TRECHO DO TEXTO
------------------------

Não se trata de permitir privilégios ou luxos a delinquentes perigosos, por vezes tratados até com excessiva brandura pela legislação e pela prática -tão pródiga em indultos e reduções de pena quanto o é, em horrores e violências, a vida prisional.

Denunciar o desrespeito aos direitos humanos nas cadeias não se confunde com tolerância diante do crime. Ao contrário, o quadro de miséria, animalidade e brutalização que se vê nos cárceres brasileiros só vem prefigurar, na verdade, que tipo de pessoas será devolvido à sociedade, quando findar-se o período da pena.

Ao lado de superlotação, insalubridade e maus-tratos nos presídios, também se manifesta, como reverso da mesma moeda, um estado de coisas em que alguns detentos dominam, das próprias celas, as redes do tráfico de drogas, do assassinato de seus pares e da corrupção policial.

Cadeias que, tanto quanto masmorras, são também centros de operação do crime organizado, nada mais refletem do que um único fenômeno: o predomínio da ilegalidade e o caos, no âmago da instituição que deveria representar o último e extremo reduto do poder de coerção do Estado numa sociedade civilizada.
 
Fonte: Editorial do jornal "A Folha de S. Paulo" de 29/01/2011.

Um comentário:

Vellker disse...

Bonito editorial, mas na escuridão da situação apontam o farolete para o lado do cidadão enquanto que deveriam apontar para o lado dos responsáveis, o governo e o próprio judiciário. Diz o texto que talvez no futuro venham a ver com estranheza o papel do cidadão em 2011. E o cidadão vai fazer o quê?

Sim ele sabe de tudo isso, que as prisões brasileiras são comparáveis a campos de concentração do nazismo e que culpa ele tem? Pior ainda, o que ele pode fazer? Ir para a frente dos presídios e dizer que não aceita isso? Ou os agentes prisionais riem dele ou o prendem de imediato. Entrar com uma ação contra o Estado para vê-la naufragar miseravelmente por obra do próprio Estado?

------------------------

INSTRUÇÕES DAS TAREFAS
(A) Segundo o trecho, o que alguns detentos dominam a partir das próprias celas?
(B) Reescreva de forma mais breve o parágrafo do trecho que começa com "Ao lado de superlotação", mantendo seus fatos principais.
Os itens não têm nenhum papel nesta parte.

ITENS LISTADOS
------------------------

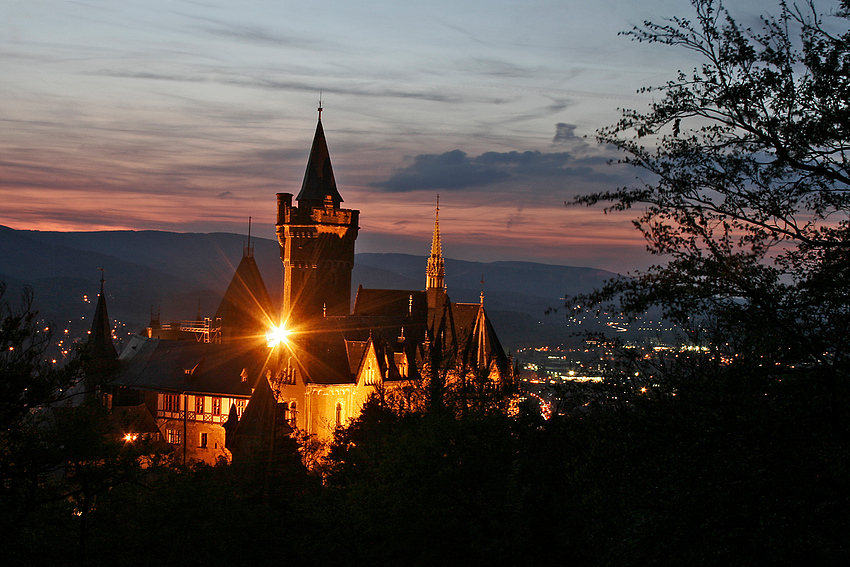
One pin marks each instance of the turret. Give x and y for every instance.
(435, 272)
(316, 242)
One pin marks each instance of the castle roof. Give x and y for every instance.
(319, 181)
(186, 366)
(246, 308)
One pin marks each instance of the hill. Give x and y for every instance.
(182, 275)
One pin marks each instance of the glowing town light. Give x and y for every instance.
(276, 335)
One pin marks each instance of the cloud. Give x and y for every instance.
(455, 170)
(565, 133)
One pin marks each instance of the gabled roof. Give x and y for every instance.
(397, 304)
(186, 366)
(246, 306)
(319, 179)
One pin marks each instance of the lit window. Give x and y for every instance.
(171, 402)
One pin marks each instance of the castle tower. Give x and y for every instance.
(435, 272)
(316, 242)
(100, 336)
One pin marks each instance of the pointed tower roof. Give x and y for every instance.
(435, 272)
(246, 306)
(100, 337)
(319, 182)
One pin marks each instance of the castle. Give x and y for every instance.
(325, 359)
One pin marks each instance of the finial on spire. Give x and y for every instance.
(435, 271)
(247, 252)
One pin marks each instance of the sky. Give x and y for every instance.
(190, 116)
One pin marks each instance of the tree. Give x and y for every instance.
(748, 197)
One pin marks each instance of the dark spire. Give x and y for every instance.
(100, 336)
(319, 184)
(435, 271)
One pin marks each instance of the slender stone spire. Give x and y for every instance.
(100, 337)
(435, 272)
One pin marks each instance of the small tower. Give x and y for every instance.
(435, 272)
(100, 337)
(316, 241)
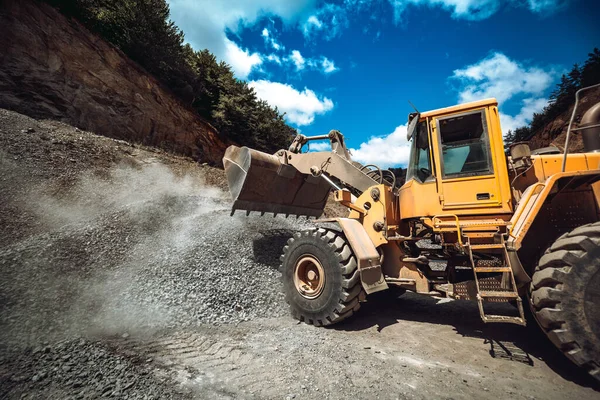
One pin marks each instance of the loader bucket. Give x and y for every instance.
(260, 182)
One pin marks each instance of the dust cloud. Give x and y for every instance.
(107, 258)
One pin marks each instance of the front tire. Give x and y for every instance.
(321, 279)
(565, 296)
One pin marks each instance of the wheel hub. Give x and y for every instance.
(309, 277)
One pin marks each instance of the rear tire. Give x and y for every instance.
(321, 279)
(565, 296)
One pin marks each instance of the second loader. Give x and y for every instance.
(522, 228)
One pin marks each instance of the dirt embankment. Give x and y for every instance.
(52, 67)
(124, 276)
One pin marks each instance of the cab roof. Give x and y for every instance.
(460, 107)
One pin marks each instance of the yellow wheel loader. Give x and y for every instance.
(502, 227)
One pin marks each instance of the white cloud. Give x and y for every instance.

------------------------

AS SOLUÇÕES
(A) Eles dominam as redes do tráfico de drogas, do assassinato de seus pares e da corrupção policial.

(B) Além da superlotação, da insalubridade e dos maus-tratos nos presídios, existe, como outra face do mesmo problema, uma situação em que alguns detentos controlam de suas celas o tráfico de drogas, o assassinato de outros presos e a corrupção policial.